## [WORK TO COMPLETE]
Copy the stretch from the start of the items through the line that contains "[300,156,312,169]", putting "small branch" in place of "thin twig" and keeping everything else the same.

════════════════

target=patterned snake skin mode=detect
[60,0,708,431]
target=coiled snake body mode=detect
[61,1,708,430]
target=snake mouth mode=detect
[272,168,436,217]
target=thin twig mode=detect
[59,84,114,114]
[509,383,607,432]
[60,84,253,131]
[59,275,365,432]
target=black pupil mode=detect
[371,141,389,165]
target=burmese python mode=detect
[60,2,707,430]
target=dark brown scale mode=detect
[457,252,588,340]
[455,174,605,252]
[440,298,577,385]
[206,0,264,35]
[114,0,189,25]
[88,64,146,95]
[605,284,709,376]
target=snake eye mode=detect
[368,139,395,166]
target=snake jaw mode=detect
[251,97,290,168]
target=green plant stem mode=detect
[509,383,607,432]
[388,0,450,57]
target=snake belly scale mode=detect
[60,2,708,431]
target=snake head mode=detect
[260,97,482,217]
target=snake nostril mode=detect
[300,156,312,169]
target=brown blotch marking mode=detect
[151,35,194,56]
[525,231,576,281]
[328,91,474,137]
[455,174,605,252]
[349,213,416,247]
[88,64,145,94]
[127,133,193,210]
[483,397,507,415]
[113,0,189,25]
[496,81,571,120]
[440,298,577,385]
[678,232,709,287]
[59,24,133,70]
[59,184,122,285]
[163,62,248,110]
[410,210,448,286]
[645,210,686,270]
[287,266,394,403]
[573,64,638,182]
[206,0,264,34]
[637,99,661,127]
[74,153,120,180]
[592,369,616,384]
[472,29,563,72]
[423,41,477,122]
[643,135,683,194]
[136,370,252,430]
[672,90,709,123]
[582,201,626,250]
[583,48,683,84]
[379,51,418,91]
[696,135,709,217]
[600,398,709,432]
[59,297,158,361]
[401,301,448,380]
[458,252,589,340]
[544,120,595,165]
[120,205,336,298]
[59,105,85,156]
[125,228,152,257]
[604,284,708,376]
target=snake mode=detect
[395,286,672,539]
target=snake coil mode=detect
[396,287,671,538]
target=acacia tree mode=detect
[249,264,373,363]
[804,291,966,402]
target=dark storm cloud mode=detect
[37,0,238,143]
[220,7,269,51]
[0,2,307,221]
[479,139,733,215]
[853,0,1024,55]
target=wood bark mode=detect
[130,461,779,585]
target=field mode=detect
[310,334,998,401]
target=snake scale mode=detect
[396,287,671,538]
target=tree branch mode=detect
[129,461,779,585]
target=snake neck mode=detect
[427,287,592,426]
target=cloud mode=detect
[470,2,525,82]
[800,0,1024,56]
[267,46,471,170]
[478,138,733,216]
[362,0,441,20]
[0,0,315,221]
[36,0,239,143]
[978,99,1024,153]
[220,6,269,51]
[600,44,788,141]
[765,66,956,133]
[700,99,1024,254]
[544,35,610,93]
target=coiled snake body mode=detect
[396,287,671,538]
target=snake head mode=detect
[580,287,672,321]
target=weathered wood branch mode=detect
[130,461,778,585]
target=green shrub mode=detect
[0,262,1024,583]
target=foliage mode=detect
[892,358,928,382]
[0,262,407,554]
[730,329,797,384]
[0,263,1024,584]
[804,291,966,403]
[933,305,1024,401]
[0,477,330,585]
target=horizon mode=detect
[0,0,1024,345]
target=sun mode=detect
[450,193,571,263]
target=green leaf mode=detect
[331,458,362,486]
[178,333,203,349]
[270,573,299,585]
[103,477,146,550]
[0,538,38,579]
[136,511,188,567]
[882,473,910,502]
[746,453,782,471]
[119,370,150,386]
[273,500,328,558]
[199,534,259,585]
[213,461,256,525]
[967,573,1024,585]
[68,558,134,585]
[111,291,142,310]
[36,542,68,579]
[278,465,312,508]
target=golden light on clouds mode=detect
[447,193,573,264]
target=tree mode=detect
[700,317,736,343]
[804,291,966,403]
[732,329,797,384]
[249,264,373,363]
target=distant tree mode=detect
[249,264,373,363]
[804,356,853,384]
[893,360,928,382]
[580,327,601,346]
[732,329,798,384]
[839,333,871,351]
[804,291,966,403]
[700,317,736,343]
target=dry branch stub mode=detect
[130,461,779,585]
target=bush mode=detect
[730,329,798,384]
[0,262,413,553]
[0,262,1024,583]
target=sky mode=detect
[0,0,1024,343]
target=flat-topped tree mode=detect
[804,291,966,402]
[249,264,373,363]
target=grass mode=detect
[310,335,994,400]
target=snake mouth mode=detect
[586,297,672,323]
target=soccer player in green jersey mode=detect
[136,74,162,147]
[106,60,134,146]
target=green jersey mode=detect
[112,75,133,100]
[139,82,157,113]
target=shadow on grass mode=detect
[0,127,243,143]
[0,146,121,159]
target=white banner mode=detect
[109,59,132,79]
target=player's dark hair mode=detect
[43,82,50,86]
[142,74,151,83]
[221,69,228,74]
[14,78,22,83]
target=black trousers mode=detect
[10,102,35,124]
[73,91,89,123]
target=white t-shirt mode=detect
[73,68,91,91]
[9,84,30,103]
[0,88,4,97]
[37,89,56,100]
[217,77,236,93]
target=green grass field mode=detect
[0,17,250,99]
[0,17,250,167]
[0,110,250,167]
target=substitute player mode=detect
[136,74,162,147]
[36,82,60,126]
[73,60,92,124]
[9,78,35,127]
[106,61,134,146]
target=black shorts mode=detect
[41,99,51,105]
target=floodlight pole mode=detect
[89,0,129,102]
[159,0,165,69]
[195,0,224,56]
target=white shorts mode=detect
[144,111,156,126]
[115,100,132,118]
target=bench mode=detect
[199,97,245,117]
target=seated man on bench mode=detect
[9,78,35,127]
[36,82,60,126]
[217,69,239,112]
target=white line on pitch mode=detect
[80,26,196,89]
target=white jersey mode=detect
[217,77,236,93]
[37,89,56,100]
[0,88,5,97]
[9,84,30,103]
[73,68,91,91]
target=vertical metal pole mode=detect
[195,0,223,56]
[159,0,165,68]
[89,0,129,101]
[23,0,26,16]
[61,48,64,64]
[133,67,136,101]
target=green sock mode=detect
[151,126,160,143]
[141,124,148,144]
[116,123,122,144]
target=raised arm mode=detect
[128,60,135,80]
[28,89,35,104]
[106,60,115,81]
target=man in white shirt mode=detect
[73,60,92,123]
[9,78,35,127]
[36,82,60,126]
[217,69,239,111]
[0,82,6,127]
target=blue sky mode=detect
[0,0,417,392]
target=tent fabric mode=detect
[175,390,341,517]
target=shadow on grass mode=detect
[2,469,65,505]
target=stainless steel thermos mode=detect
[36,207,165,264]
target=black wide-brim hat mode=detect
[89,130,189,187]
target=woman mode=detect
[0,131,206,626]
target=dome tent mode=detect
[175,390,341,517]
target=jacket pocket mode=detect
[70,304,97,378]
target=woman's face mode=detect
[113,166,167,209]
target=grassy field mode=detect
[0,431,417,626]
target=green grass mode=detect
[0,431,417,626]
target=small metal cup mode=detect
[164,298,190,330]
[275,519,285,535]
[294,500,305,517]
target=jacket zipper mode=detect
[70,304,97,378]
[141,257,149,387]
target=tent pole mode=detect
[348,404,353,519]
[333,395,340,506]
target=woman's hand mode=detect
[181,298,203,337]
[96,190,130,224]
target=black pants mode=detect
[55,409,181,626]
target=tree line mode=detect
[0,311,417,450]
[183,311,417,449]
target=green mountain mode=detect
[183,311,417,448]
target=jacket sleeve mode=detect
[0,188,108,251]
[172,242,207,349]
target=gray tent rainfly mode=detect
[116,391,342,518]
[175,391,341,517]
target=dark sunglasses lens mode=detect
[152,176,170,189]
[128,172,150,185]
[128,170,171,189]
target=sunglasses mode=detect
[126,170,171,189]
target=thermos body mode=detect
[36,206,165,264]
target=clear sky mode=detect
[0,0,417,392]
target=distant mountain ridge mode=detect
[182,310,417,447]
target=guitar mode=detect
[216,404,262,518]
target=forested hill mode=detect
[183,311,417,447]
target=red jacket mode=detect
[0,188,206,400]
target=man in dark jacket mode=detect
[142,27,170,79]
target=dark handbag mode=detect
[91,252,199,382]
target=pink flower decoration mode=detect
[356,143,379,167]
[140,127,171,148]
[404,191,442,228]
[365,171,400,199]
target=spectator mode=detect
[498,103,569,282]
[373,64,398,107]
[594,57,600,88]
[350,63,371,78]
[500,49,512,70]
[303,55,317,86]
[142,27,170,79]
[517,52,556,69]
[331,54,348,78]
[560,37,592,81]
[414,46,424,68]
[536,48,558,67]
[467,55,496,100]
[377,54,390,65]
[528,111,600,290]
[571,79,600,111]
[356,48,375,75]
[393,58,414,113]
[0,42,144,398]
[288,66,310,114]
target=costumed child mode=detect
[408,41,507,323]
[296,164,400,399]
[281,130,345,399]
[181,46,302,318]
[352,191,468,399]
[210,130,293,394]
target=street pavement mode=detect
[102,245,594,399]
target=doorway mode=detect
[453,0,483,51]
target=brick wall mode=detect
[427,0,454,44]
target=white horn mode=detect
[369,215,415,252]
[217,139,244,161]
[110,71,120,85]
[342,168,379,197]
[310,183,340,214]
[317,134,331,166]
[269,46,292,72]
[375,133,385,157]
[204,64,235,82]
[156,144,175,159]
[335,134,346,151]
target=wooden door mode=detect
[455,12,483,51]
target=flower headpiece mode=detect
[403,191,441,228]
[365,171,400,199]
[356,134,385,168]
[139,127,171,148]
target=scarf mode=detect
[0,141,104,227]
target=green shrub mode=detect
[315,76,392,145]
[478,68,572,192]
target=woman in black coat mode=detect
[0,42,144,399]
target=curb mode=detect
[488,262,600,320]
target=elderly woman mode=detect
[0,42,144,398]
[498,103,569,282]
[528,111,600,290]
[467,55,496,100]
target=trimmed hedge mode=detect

════════════════

## [ANSWER FOR THE TASK]
target=patterned snake skin mode=detect
[60,0,708,431]
target=coiled snake body mode=detect
[61,1,708,430]
target=snake mouth mode=detect
[272,168,436,217]
target=small branch mode=detect
[59,84,114,114]
[509,383,607,432]
[60,84,253,131]
[59,275,365,432]
target=black pupil mode=detect
[371,141,389,165]
target=burmese python mode=detect
[60,2,707,430]
target=dark brown scale mode=detect
[457,252,588,340]
[455,174,605,252]
[440,298,577,385]
[206,0,264,35]
[114,0,189,25]
[88,64,146,95]
[605,284,709,376]
target=snake eye mode=detect
[368,139,395,166]
target=snake jaw mode=detect
[251,97,290,168]
target=green plant stem mode=detect
[509,383,607,432]
[388,0,450,57]
target=snake belly scale mode=detect
[60,2,708,431]
target=snake head mode=detect
[260,97,482,217]
target=snake nostril mode=detect
[300,156,312,169]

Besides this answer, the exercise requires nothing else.